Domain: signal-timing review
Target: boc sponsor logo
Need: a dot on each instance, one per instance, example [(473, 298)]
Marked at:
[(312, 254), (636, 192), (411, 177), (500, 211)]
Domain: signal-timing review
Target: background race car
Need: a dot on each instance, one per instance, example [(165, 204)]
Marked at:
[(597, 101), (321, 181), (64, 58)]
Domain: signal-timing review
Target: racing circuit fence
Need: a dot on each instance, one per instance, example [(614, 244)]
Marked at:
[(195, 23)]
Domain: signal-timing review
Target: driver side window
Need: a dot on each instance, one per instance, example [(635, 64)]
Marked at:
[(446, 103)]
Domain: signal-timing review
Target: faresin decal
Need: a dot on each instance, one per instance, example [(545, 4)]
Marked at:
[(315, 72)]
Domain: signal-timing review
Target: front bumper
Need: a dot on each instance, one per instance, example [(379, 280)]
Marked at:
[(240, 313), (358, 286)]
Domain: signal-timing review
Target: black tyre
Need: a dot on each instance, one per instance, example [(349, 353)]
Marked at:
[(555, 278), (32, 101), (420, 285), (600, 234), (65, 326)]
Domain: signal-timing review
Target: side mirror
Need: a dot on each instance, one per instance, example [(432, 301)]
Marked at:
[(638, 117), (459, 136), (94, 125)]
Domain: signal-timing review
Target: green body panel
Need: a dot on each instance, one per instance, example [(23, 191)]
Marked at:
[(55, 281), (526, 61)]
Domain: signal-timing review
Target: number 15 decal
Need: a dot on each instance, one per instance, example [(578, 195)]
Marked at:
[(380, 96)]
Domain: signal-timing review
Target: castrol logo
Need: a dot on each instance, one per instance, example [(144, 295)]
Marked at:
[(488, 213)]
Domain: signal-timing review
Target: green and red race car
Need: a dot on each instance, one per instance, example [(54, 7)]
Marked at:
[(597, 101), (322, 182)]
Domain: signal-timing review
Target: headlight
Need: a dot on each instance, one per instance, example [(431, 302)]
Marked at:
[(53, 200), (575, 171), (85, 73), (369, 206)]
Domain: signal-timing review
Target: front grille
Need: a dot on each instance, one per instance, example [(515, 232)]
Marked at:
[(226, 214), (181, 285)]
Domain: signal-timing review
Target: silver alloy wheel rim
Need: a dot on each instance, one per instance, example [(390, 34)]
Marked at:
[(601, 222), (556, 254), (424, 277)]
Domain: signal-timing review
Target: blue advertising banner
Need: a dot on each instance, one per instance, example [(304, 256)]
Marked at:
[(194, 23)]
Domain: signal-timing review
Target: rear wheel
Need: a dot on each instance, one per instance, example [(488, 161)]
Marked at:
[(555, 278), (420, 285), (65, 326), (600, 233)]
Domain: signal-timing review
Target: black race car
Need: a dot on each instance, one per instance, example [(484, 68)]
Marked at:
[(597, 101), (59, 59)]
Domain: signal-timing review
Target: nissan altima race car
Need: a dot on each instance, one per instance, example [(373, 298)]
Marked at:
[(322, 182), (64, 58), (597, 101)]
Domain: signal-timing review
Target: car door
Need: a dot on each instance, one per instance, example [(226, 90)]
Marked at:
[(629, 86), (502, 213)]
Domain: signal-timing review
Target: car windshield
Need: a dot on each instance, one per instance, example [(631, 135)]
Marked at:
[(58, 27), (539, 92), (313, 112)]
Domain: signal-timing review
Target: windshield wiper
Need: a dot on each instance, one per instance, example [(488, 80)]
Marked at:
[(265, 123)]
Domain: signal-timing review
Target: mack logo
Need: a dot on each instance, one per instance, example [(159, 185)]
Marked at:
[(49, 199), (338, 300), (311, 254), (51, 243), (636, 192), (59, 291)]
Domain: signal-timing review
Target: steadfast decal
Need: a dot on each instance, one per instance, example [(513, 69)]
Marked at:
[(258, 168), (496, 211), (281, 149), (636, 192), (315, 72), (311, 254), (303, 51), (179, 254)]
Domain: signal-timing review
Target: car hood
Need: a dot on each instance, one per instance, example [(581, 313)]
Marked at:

**WHAT YOU HAVE TO DO:** Please convert all of the material above into a JSON list of strings, one string per line, leaving out any blank lines.

**WRITTEN RESPONSE:**
[
  "Domain: signal-timing review",
  "Target: boc sponsor logo",
  "Need: a dot on each instance, one per instance, example [(473, 298)]",
  "Marked at:",
  "[(312, 254), (636, 192), (411, 177), (500, 211)]",
  "Domain: signal-timing review",
  "Target: background race car",
  "Need: a dot on each instance, one per instance, example [(165, 204)]",
  "Marked at:",
  "[(597, 101), (321, 181), (64, 58)]",
  "Domain: signal-timing review",
  "Target: racing circuit fence",
  "Need: a dot on each instance, one per instance, example [(614, 244)]",
  "Marked at:",
  "[(195, 23)]",
  "Domain: signal-timing review",
  "Target: driver side window",
  "Need: a dot on each instance, one per instance, example [(635, 64)]",
  "Marked at:",
  "[(446, 103)]",
  "Domain: signal-timing review",
  "Target: faresin decal",
  "Need: a dot on each instance, one per instance, example [(545, 4)]",
  "Marked at:",
  "[(315, 72)]",
  "Domain: signal-timing review",
  "Target: front bumper",
  "Need: a dot on each instance, one per instance, example [(379, 280)]",
  "Marked at:",
  "[(240, 313), (358, 286)]",
  "Domain: signal-timing review",
  "Target: black tyre",
  "Need: a dot on each instance, one per instance, example [(349, 353)]",
  "Marked at:",
  "[(555, 278), (32, 101), (420, 285), (600, 234), (65, 326)]",
  "Domain: signal-timing review",
  "Target: side mirror",
  "Need: a dot on each instance, one per instance, example [(432, 301)]",
  "Marked at:",
  "[(638, 117), (459, 136), (94, 125)]",
  "Domain: signal-timing review",
  "Target: green body panel",
  "Need: a dot on each instance, one per instance, example [(23, 191)]",
  "Marked at:",
  "[(55, 281), (526, 61)]",
  "Domain: signal-timing review",
  "Target: number 15 decal",
  "Need: a dot on each instance, one per instance, example [(578, 195)]",
  "Marked at:",
  "[(380, 96)]",
  "Domain: signal-timing review",
  "Target: castrol logo",
  "Need: a dot on each instance, one per instance, example [(144, 295)]",
  "Marked at:",
  "[(488, 213)]",
  "Domain: signal-timing review",
  "Target: green and red race car",
  "Need: a dot on each instance, one per instance, example [(54, 7)]",
  "Marked at:",
  "[(597, 101), (322, 182)]",
  "Domain: signal-timing review",
  "Target: headlight",
  "Need: a dot on each instance, one per instance, example [(431, 302)]",
  "Marked at:",
  "[(53, 200), (575, 171), (85, 73), (369, 206)]",
  "Domain: signal-timing review",
  "Target: front grille",
  "Need: a dot on each instance, one per instance, example [(515, 232)]",
  "Marked at:",
  "[(226, 214), (181, 285)]",
  "Domain: signal-timing review",
  "Target: silver alloy wheel rim",
  "Need: a dot on each instance, one per instance, example [(390, 34)]",
  "Marked at:",
  "[(601, 222), (556, 254), (424, 277)]",
  "Domain: signal-timing review",
  "Target: blue advertising banner",
  "Need: a dot on each instance, one per instance, example [(304, 256)]",
  "Marked at:",
  "[(194, 23)]",
  "Domain: signal-timing review",
  "Target: rear wheel",
  "Need: a dot on each instance, one per instance, example [(488, 161)]",
  "Marked at:",
  "[(555, 278), (420, 285), (65, 326), (600, 233)]",
  "Domain: signal-timing review",
  "Target: black race car",
  "Need: a dot on each instance, one per instance, example [(484, 68)]",
  "Marked at:",
  "[(597, 101), (59, 59)]",
  "Domain: signal-timing review",
  "Target: nissan altima race car",
  "Need: a dot on each instance, one per instance, example [(373, 298)]",
  "Marked at:",
  "[(322, 182), (64, 58), (597, 101)]",
  "Domain: signal-timing review",
  "Target: car door",
  "Need: a dot on each instance, one per instance, example [(226, 90)]",
  "Marked at:",
  "[(629, 86), (502, 213)]",
  "Domain: signal-timing review",
  "Target: car windshield",
  "Need: a dot on each instance, one per instance, example [(631, 135)]",
  "Marked at:",
  "[(58, 27), (539, 92), (313, 112)]",
  "Domain: signal-timing review",
  "Target: windshield wiper",
  "Need: a dot on each instance, one per instance, example [(488, 80)]",
  "Marked at:",
  "[(265, 123)]",
  "Domain: signal-timing review",
  "Target: mack logo",
  "Need: a dot on each instance, one per instance, example [(159, 185)]",
  "Marked at:",
  "[(49, 199), (338, 300), (311, 254), (51, 243), (636, 192), (59, 291)]",
  "Domain: signal-timing review",
  "Target: steadfast decal",
  "Need: a dot on each instance, one per instance, example [(513, 69)]",
  "Marked at:",
  "[(258, 168), (496, 211), (281, 149), (636, 192), (315, 72), (311, 254), (303, 51), (179, 254)]",
  "Domain: signal-timing review",
  "Target: car hood",
  "Need: a dot on each instance, one per instance, example [(581, 313)]",
  "Marked at:"
]